[Datensätze zum Zeigen auf benannte Objekte]
········
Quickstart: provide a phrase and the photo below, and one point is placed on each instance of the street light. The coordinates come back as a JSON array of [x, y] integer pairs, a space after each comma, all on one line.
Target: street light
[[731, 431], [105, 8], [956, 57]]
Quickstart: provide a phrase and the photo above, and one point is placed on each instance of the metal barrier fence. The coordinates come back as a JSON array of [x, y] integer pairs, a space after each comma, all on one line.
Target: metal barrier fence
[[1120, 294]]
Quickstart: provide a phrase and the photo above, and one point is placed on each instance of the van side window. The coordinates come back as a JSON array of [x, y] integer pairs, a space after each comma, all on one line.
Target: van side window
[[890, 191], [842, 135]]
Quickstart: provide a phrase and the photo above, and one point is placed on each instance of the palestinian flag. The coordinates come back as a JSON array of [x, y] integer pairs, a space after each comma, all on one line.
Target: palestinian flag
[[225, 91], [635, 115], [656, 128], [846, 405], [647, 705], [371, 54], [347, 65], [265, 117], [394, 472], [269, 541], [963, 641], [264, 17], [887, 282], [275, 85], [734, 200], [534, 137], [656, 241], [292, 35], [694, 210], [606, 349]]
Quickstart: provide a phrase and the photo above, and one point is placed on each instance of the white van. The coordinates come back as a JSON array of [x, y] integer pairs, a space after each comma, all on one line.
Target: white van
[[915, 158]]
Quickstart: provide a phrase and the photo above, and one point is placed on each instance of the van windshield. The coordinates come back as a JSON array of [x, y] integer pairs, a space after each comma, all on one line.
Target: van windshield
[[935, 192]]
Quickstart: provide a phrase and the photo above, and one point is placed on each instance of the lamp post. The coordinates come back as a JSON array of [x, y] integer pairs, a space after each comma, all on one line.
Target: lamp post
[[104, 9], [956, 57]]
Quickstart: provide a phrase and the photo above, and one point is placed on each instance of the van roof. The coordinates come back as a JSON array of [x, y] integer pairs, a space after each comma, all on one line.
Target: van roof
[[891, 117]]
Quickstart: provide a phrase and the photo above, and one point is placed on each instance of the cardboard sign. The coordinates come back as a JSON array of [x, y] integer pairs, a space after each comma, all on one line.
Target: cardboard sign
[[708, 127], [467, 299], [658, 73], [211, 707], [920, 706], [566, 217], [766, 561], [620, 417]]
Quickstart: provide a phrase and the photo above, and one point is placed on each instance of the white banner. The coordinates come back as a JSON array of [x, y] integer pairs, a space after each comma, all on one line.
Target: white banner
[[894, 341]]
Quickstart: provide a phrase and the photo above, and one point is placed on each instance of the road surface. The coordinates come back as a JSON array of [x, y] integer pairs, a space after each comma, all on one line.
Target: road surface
········
Benenne in allen Zeilen oben „street light“ in „streetlight“ um und gib die Zeilen ansonsten unverändert wieder.

** LÖSUNG DER AUFGABE **
Quickstart: provide a phrase and the photo below, and one point is placed on each instance of the streetlight. The coordinates come back as a JSON array of [x, y] integer pairs, a space after each comma, all on one line.
Target: streetlight
[[731, 431], [105, 8], [956, 57]]
Quickstart: provide a phrase and the photo above, and one point is placed on each instance of the metal barrier fence. The coordinates come back as a JSON array of [x, y] integer pairs, a space after each comma, all on one line.
Target: metal barrier fence
[[1120, 294]]
Quickstart: provide a phrase and the photo above, and one point is placed on each instance of the van side window. The coordinates come back as a JSON array of [x, y] integer pairs, a space after each comma, all on one line.
Target: van side window
[[890, 191], [842, 135]]
Quickstart: provide a phrase and the photo above, and one point is placed on each instance of the palestinian flag. The coordinates come back as a JSON array of [x, y] integer pairs, a space after each comma, all on one line.
Target: palestinian flag
[[225, 91], [635, 115], [656, 128], [846, 405], [647, 705], [371, 54], [347, 65], [265, 117], [394, 472], [269, 541], [963, 641], [264, 17], [887, 282], [275, 85], [734, 200], [534, 137], [656, 241], [292, 35], [694, 210], [606, 349]]
Quickstart: provide a phrase and the photo above, and one point is placed on each instance of the white van. The coordinates come back as a JSON array of [x, y] integer pairs, a space after each comma, all on one line.
Target: white van
[[915, 158]]
Quickstart: provide a phrase and the photo above, and one point is placed on each instance of the van windshield. The coordinates come back as a JSON array of [x, y] integer pairs, a space after each comma, all on one line.
Target: van windshield
[[935, 192]]
Quickstart: provide a phrase and the photo above, and one point is placed on each instance of the lamp post. The coordinates come back as a JSON array of [x, y] integer pairs, a space after each comma, all on one line.
Target: lamp post
[[104, 9], [956, 57]]
Quickstart: provide a phrase and the photo above, and one point is placed on each instance of the van roof. The coordinates come back as a JSON array of [x, y] integer pairs, a space after each comma, all on one line.
Target: van roof
[[891, 117]]
Quickstart: provide a phrase and the photo above, and one point is placed on each instance of the cardboard sign. The coordinates come back as a JSON array of [x, y] integer pairs, a space after each comma, all on one line.
Target: cardboard sign
[[708, 127], [467, 299], [658, 73], [211, 707], [920, 706], [566, 217], [766, 561], [620, 417]]
Quickstart: provide a phrase and the photo above, and one point is placed on each instance of the white banner. The coordinates come back as a JSON array of [x, y] integer pairs, a space after each comma, all on one line.
Target: white banner
[[894, 341]]
Quickstart: provide a phrase and the photo above, and one point is placed on each instance of the road surface. The coordinates come back as a JSON array of [x, y] integer pairs, a space after each comma, all on one line.
Target: road surface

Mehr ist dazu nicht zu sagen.